▸ **Übungstext**
- - - -
Ähnlich wie Ireland geht es auch einigen anderen Kollegen: „Ich fühle mich total vernachlässigt“, sagt Horst Bansemer, der seit einigen Jahren in der Eberhardstraße sein Spielwarengeschäft leitet: „Die Stadt hat die prestigeträchtige Fußgängerzone viel stärker im Blick als uns.“ Auch Ana Minutolo, Inhaberin eines Feinkostladens in der Hirschstraße, nickt: „Wir Traditionsgeschäfte machen den Charme der Stadt aus – und ich habe jetzt schon spürbar weniger Kunden als letztes Jahr.“

Doch während ortsansässige Einzelhändler finster auf die hell beleuchtete Shoppingmeile blicken, weisen die Veranstalter der Initiative Glanzlichter Stuttgart die Vorwürfe zurück: Statt jemanden auszugrenzen, sei die „weihnachtliche Inszenierung“ ein Anreiz, um die Innenstadt zu besuchen – und davon würde laut einem Sprecher der Stuttgart Marketing GmbH auch der Einzelhandel in den benachbarten Straßen profitieren.

„Der Trend geht dahin, dass Städte sich zunehmend inszenieren müssen, um einen interessanten Anlaufpunkt für Gäste und Kunden zu bieten,“ bestätigt Bettina Fuchs , Citymanagerin von der City-Initiative Stuttgart. Die Idee der Glanzlichter habe vor allem deshalb die Unterstützung der Stadt zugesichert bekommen, weil der „prachtvolle Aufschlag“ eine ganze Menge Aufmerksamkeit in Richtung City lenke. In ihrer Zwischenbilanz ziehen die Initiatoren zwei Wochen nach Eröffnung des Lichtermeers ein ähnliches Fazit: Die Glanzlichter hätten „virales Potenzial“ und ein „positives Echo“ in den sozialen Medien erhalten, das Projekt gelte bisher als Erfolg. Aber es stimme schon, dass grundsätzlich alle Quartiere Unterstützung bräuchten, betont Fuchs gleichzeitig. Zwar sei die Idee einer einheitlichen Weihnachtsbeleuchtung für die gesamte Innenstadt bisher aus finanziellen Gründen nicht realisierbar gewesen, aber wünschenswert wäre eine solche Beleuchtung auch in den Nebenstraßen. „Dafür bräuchte es aber das finanzielle Engagement der dort ansässigen Immobilien- und Geschäftsbesitzer und ein weiteres Engagement der Stadt“, sagt Fuchs.
- - - -
▸ **Aufgabenstellung**
Schreibe den Übungstext über die Weihnachtsbeleuchtung in der Stuttgarter Innenstadt im Anschluss an seinen letzten Satz weiter.

▸ **Bereitgestelltes Material**
- - - -
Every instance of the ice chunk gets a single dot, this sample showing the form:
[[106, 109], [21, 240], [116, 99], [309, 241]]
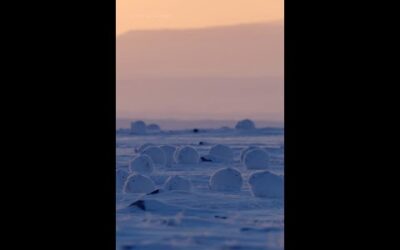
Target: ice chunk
[[178, 183], [226, 180], [121, 177], [266, 184], [221, 153], [156, 154], [244, 151], [256, 159], [143, 147], [138, 127], [142, 164], [169, 152], [137, 183], [245, 125], [187, 155], [154, 128]]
- - - -
▸ **Schriftliche Antwort**
Sich selbst finanziell zu beteiligen findet Ana Minutolo mit ihrem Spezialitätengeschäft hingegen schwierig: „Wir können das nicht leisten – diese Kraft haben dann eben doch nur die großen Ketten auf der Königstraße.“ Tatsächlich ist das Finanzierungsmodell hinter den Glanzlichtern deutlich vielschichtiger: 1,37 Millionen Euro schießt die Stadt zu dem Projekt zu, weitere 500 000 Euro kommen von Dritten. Darunter sind auch die Unternehmen auf der Königstraße, doch von den großen Playern fehlt hier fast jede Spur: Sechs Einzelhandelsbetriebe haben sich finanziell an der Weihnachtsbeleuchtung der Einkaufsmeile beteiligt, nur zwei davon gehören in die Kategorie Großkonzern. Die Lichtskulpturen auf dem Schlossplatz würden außerdem komplett von den Projektpartnern finanziert und das Budget der Stadt hier nur für Nebenkosten angezapft, sagt der Sprecher der Stuttgart Marketing GmbH.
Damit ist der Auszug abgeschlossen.